ÉNONCÉ 1: Filtrez les enregistrements ci-dessous et recopiez chaque ligne qui contient la chaîne « black ».
═══ EXTRAIT SOURCE ═══
Messieurs les présidents,
Messieurs les rapporteurs,
Mesdames et Messieurs les députés,
J'ai l'honneur vous présenter le budget de la mission " Enseignement scolaire ".
Ce budget est la traduction d'une politique.
Aussi, avant d'en venir aux chiffres, je voudrais vous dire dans quel esprit j'ai préparé ce budget.
L'esprit du budget 2006
Je l'ai fait avec deux idées en tête :
- bien préparer l'avenir de nos enfants ;
- bien utiliser l'argent des Français.
De cet argent, qui est le fruit de leur travail, nous devons faire un usage intelligent et efficace, tourné tout entier vers la réussite des élèves.
L'enseignement scolaire n'est pas une mission parmi d'autres.
Oui, je le dis avec force : la mission dont vous allez examiner le budget est d'une certaine manière la mission fondamentale de notre République : celle qui lui donne son sens et sa grandeur, puisqu'elle vise à supprimer la fatalité de la naissance, au profit de la promotion du mérite !
Sans l'école, la République n'a tout simplement plus de sens.
C'est là le noyau dur de notre idéal : faire en sorte que chacun, quels que soient son lieu et son milieu de naissance, ait les mêmes chances de s'élever, par son propre mérite, dans l'échelle sociale.
Dans une République digne de ce nom, la naissance, la fortune, la religion, la couleur de peau, le handicap, ne doivent en aucun cas être des critères déterminants dans la réussite ; seuls comptent le travail et la motivation.
═══
ÉNONCÉ 2: Relevez tous les critères qui, d'après l'extrait, ne doivent en aucun cas être déterminants dans la réussite.
═══ ENREGISTREMENTS ═══
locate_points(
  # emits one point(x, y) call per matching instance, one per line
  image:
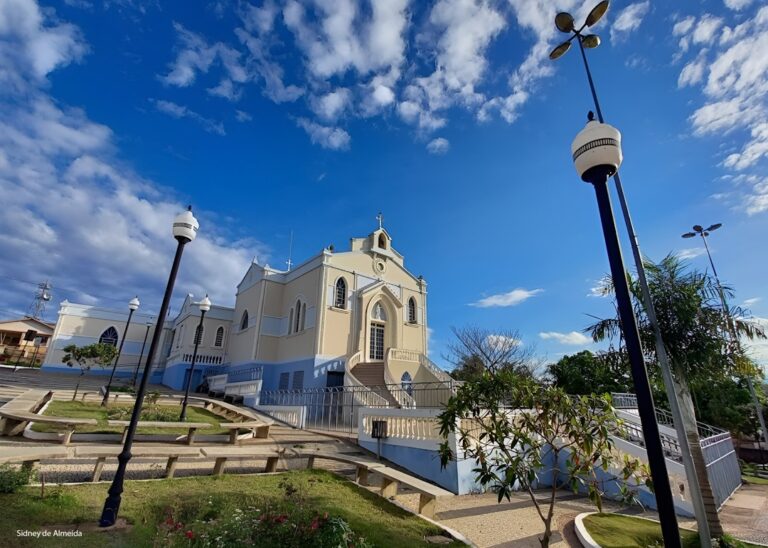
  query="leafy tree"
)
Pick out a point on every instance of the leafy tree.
point(696, 333)
point(85, 357)
point(588, 373)
point(518, 433)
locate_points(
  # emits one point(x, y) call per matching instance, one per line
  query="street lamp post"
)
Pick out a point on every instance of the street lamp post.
point(185, 228)
point(684, 418)
point(141, 355)
point(133, 305)
point(704, 233)
point(205, 306)
point(597, 155)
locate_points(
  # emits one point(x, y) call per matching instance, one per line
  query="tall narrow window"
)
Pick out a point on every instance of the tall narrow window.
point(341, 294)
point(298, 380)
point(283, 382)
point(376, 351)
point(411, 310)
point(406, 382)
point(297, 325)
point(109, 336)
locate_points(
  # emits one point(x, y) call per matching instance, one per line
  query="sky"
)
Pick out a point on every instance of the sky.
point(308, 118)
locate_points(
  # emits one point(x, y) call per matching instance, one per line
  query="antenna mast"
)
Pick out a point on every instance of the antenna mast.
point(42, 296)
point(290, 253)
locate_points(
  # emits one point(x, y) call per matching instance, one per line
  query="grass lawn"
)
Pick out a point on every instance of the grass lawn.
point(753, 479)
point(146, 504)
point(617, 531)
point(75, 409)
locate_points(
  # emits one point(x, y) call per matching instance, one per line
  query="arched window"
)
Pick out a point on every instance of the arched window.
point(109, 336)
point(406, 382)
point(341, 294)
point(378, 313)
point(411, 310)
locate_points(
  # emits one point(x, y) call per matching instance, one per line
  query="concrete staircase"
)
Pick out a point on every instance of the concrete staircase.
point(372, 376)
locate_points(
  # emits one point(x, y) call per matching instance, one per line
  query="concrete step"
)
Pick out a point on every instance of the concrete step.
point(372, 376)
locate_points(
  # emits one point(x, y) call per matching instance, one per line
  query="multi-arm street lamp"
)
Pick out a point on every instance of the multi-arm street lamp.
point(185, 228)
point(684, 419)
point(597, 155)
point(704, 233)
point(133, 306)
point(141, 355)
point(205, 306)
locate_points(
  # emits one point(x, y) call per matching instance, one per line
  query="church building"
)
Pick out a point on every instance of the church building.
point(352, 318)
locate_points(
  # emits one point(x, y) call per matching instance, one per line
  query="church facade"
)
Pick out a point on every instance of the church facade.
point(353, 318)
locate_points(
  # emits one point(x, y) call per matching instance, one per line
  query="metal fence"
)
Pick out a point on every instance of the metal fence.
point(716, 445)
point(338, 408)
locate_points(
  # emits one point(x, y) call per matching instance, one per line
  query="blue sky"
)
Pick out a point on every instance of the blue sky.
point(447, 116)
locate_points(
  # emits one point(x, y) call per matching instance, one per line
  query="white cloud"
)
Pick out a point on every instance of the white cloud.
point(691, 252)
point(512, 298)
point(331, 105)
point(573, 338)
point(34, 42)
point(179, 111)
point(333, 138)
point(243, 116)
point(628, 20)
point(438, 146)
point(76, 214)
point(758, 348)
point(502, 343)
point(737, 5)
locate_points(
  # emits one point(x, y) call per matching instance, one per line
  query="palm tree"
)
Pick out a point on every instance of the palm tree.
point(695, 331)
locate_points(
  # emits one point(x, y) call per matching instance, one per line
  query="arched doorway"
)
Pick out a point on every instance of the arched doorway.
point(377, 333)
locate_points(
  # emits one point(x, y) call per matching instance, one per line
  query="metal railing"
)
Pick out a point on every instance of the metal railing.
point(242, 375)
point(716, 446)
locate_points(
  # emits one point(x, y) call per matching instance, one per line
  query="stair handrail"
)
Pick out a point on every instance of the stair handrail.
point(363, 395)
point(441, 375)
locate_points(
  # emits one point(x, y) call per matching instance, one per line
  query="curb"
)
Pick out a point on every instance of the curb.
point(581, 531)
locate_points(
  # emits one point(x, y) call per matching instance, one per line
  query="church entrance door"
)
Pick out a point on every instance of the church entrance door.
point(377, 342)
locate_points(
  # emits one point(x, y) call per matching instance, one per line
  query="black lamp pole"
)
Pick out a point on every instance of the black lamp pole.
point(184, 230)
point(205, 305)
point(132, 307)
point(141, 355)
point(597, 155)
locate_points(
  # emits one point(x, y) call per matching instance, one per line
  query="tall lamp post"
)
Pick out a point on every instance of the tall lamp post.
point(133, 306)
point(597, 155)
point(205, 306)
point(141, 355)
point(185, 228)
point(684, 418)
point(704, 233)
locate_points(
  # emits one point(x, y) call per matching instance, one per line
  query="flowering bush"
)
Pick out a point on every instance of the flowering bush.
point(291, 523)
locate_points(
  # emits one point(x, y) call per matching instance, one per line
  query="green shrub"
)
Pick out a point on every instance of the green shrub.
point(12, 479)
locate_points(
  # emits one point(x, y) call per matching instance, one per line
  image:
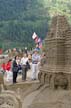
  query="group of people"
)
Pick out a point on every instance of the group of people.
point(12, 67)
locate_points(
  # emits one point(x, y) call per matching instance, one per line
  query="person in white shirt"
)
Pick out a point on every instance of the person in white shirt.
point(24, 60)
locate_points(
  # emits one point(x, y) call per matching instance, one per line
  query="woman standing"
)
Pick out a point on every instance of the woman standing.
point(15, 69)
point(24, 62)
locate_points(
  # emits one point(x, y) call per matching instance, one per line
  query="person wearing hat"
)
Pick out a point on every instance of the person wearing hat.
point(35, 61)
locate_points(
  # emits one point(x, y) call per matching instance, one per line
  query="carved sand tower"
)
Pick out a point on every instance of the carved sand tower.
point(57, 71)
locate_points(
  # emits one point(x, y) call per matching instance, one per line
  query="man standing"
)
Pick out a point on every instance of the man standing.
point(35, 62)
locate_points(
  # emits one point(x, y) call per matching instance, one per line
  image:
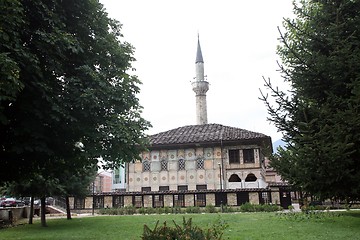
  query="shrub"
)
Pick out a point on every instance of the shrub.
point(129, 210)
point(186, 231)
point(193, 209)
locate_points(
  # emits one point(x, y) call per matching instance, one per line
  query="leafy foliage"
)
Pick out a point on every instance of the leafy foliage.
point(186, 231)
point(66, 96)
point(319, 115)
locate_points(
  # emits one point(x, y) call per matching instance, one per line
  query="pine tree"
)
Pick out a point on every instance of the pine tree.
point(320, 115)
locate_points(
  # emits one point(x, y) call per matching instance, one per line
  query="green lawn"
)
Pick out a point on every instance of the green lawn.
point(241, 226)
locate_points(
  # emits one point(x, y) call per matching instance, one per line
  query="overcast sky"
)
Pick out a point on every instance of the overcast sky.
point(238, 40)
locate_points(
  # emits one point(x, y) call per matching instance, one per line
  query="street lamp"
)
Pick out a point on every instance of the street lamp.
point(220, 176)
point(222, 210)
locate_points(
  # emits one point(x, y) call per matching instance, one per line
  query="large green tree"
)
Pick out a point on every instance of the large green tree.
point(66, 89)
point(319, 115)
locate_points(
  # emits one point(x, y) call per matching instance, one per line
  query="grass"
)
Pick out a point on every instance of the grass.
point(241, 226)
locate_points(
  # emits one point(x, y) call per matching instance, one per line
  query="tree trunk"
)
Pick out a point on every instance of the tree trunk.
point(42, 212)
point(68, 213)
point(31, 214)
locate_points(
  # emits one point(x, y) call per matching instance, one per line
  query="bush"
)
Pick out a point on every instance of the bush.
point(186, 231)
point(193, 209)
point(248, 207)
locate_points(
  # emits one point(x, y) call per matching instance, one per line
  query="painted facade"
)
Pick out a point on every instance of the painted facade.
point(208, 156)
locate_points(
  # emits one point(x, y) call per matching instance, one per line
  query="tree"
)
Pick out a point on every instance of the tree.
point(319, 115)
point(71, 95)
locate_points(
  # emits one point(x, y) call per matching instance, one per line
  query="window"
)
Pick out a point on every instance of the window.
point(234, 178)
point(181, 164)
point(138, 201)
point(79, 203)
point(116, 176)
point(264, 197)
point(182, 188)
point(234, 156)
point(200, 199)
point(200, 163)
point(248, 155)
point(158, 201)
point(179, 200)
point(98, 201)
point(146, 166)
point(163, 165)
point(201, 187)
point(118, 201)
point(250, 178)
point(146, 189)
point(164, 188)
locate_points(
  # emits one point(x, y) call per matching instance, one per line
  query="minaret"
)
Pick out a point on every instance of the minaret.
point(200, 87)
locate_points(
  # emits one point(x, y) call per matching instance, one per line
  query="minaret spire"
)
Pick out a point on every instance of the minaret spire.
point(200, 87)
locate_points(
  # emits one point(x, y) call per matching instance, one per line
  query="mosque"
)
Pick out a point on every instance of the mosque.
point(196, 165)
point(201, 156)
═══
RÉPONSE 1:
  query="black lamp pole"
Pick out a point on every instance of the black lamp pole.

RÉPONSE 2:
- la naissance
- la fortune
- la religion
- la couleur de peau
- le handicap